--- YOUR OBJECTIVE ---
The entries that follow need to be retyped verbatim.

====================

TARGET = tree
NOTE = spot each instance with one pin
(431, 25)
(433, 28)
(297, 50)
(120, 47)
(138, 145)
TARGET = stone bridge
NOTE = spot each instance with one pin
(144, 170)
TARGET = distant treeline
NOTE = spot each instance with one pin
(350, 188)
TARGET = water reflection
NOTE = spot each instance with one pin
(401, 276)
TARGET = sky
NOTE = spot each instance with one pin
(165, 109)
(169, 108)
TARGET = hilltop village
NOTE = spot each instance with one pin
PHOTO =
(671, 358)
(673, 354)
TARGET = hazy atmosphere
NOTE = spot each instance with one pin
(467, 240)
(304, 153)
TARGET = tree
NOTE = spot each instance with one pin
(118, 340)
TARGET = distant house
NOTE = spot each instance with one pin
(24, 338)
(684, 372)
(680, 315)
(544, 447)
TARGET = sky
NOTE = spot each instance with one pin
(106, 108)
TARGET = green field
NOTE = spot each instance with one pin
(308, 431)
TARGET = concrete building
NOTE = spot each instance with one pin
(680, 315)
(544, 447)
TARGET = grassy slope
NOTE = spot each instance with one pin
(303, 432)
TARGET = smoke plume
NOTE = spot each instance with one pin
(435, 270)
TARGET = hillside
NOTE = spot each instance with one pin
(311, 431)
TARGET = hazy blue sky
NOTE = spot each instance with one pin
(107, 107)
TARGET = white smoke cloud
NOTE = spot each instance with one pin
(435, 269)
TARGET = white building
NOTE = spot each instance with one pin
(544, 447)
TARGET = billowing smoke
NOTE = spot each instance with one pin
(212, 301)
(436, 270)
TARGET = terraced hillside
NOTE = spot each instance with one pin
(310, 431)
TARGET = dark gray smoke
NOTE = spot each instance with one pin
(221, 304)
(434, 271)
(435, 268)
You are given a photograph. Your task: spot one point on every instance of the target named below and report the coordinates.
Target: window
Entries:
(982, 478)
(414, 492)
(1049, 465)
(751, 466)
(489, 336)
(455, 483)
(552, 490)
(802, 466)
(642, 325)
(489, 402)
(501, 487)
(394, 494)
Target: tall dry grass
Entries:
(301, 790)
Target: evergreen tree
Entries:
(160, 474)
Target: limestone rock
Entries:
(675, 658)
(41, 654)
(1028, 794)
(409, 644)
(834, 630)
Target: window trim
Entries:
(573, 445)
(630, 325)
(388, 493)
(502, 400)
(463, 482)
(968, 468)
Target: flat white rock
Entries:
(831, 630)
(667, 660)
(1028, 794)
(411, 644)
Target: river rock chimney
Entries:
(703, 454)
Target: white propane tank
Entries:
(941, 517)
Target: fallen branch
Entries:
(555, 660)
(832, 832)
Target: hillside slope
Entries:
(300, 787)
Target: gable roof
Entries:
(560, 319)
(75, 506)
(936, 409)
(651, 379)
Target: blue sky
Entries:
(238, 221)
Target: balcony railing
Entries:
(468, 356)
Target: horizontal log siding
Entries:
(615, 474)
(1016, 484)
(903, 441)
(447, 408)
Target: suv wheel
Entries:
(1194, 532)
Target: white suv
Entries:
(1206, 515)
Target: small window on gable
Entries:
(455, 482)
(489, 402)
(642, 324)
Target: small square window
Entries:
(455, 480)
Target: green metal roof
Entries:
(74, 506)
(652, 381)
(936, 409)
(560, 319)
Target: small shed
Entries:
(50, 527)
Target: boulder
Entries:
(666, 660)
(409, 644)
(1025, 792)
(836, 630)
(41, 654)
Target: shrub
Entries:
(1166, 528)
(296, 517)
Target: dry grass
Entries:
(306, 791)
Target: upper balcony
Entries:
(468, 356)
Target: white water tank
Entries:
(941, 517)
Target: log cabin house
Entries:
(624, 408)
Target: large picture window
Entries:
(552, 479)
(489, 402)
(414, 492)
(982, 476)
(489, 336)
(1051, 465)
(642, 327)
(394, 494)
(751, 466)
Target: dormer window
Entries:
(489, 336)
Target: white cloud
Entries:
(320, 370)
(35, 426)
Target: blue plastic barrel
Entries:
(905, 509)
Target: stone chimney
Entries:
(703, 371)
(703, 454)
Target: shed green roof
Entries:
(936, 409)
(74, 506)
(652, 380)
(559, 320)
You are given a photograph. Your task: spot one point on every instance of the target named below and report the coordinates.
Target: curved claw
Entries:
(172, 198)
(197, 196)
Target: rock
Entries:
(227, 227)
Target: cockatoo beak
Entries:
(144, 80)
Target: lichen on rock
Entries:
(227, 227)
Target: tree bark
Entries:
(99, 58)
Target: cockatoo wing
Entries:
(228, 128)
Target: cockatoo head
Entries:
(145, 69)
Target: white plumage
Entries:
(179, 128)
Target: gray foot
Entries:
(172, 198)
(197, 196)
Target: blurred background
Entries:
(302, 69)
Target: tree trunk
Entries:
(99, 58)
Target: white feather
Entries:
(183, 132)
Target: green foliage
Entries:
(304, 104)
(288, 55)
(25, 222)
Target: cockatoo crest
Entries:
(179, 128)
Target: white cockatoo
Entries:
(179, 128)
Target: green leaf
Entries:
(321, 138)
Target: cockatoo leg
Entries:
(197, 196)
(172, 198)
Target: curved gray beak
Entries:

====================

--- ANSWER BOX ---
TARGET = tree
NOTE = spot each instance with one pin
(431, 25)
(433, 28)
(297, 50)
(120, 47)
(138, 145)
TARGET = stone bridge
NOTE = spot each instance with one pin
(144, 170)
TARGET = distant treeline
NOTE = spot each instance with one pin
(350, 188)
TARGET = water reflection
NOTE = spot each instance with one pin
(401, 276)
TARGET = sky
NOTE = spot each instance with one pin
(165, 109)
(169, 108)
TARGET = hilltop village
NOTE = spot each instance with one pin
PHOTO =
(671, 358)
(673, 354)
TARGET = hazy atmosphere
NOTE = spot each instance with one pin
(467, 240)
(304, 153)
TARGET = tree
NOTE = spot each instance with one pin
(118, 340)
TARGET = distant house
NOTE = spot each instance with one pin
(24, 338)
(684, 372)
(680, 315)
(544, 447)
TARGET = sky
NOTE = spot each instance with one pin
(106, 108)
TARGET = green field
NOTE = spot each instance with one pin
(308, 431)
TARGET = concrete building
NOTE = spot each instance with one pin
(680, 315)
(544, 447)
TARGET = grassy slope
NOTE = spot each instance with one pin
(303, 432)
TARGET = smoke plume
NOTE = spot each instance with one pin
(435, 270)
TARGET = hillside
NOTE = spot each instance with one pin
(311, 431)
TARGET = hazy blue sky
NOTE = spot each instance with one pin
(107, 107)
TARGET = white smoke cloud
NOTE = spot each instance with one pin
(435, 269)
TARGET = white building
NOTE = spot each instance with one pin
(544, 447)
TARGET = billowing smoke
NOTE = spot each instance with one pin
(212, 301)
(436, 270)
TARGET = terraced hillside
NOTE = spot each instance with one pin
(310, 431)
TARGET = dark gray smoke
NOTE = spot each instance with one pin
(221, 304)
(434, 271)
(435, 268)
You are given a photograph. Your task: spot one point on every instance of the target named below and report the coordinates.
Target: window
Entries:
(982, 478)
(414, 492)
(1049, 465)
(751, 466)
(489, 336)
(455, 483)
(552, 490)
(802, 466)
(642, 325)
(489, 402)
(501, 487)
(394, 494)
Target: tall dry grass
Entries:
(301, 790)
Target: evergreen tree
Entries:
(160, 474)
Target: limestone rock
Entries:
(675, 658)
(41, 654)
(1028, 794)
(409, 644)
(834, 630)
Target: window trim
Entries:
(573, 445)
(630, 325)
(388, 493)
(502, 400)
(463, 482)
(968, 468)
Target: flat white rock
Entries:
(831, 630)
(667, 660)
(1028, 794)
(411, 644)
Target: river rock chimney
Entries:
(703, 454)
Target: white propane tank
Entries:
(941, 517)
Target: fallen branch
Entries:
(555, 660)
(832, 832)
Target: hillside slope
Entries:
(300, 787)
Target: gable roof
Entries:
(560, 319)
(75, 506)
(936, 409)
(651, 379)
Target: blue sky
Entries:
(238, 221)
Target: balcony railing
Entries:
(468, 356)
Target: horizontal log siding
Entries:
(615, 474)
(1016, 484)
(903, 441)
(447, 408)
Target: suv wheel
Entries:
(1194, 532)
Target: white suv
Entries:
(1206, 515)
Target: small window on gable
Entries:
(455, 482)
(489, 402)
(642, 324)
Target: small square window
Entries:
(455, 480)
Target: green metal roof
Entries:
(74, 506)
(652, 381)
(936, 409)
(560, 319)
Target: small shed
Entries:
(50, 527)
Target: boulder
Entries:
(666, 660)
(409, 644)
(1025, 792)
(836, 630)
(41, 654)
Target: shrub
Entries:
(1166, 528)
(296, 517)
Target: dry grass
Entries:
(306, 791)
Target: upper balcony
Entries:
(468, 356)
Target: white water tank
Entries:
(941, 517)
Target: log cabin house
Entries:
(624, 408)
Target: large picture window
Entries:
(552, 479)
(489, 402)
(414, 492)
(982, 476)
(489, 336)
(1051, 465)
(642, 327)
(394, 494)
(751, 466)
Target: dormer window
Entries:
(489, 336)
Target: white cloud
Entries:
(320, 370)
(35, 426)
Target: blue plastic barrel
Entries:
(905, 509)
Target: stone chimney
Entries:
(703, 371)
(703, 454)
Target: shed green roof
Entries:
(936, 409)
(74, 506)
(652, 380)
(559, 320)
You are given a photograph. Your task: spot one point on every instance of the target named below and report the coordinates.
Target: curved claw
Entries:
(172, 198)
(197, 196)
Target: rock
Entries:
(227, 227)
Target: cockatoo beak
Entries:
(144, 80)
Target: lichen on rock
Entries:
(227, 227)
Target: tree bark
Entries:
(99, 58)
Target: cockatoo wing
Entries:
(228, 128)
Target: cockatoo head
Entries:
(145, 69)
Target: white plumage
Entries:
(179, 128)
Target: gray foot
Entries:
(172, 198)
(197, 196)
Target: blurred background
Entries:
(302, 69)
Target: tree trunk
Entries:
(99, 58)
Target: white feather
Entries:
(183, 132)
Target: green foliage
Entries:
(304, 104)
(288, 55)
(25, 222)
Target: cockatoo crest
Entries:
(179, 128)
Target: white cockatoo
Entries:
(179, 128)
Target: green leaf
Entries:
(321, 138)
Target: cockatoo leg
Entries:
(197, 196)
(172, 198)
Target: curved gray beak
Entries:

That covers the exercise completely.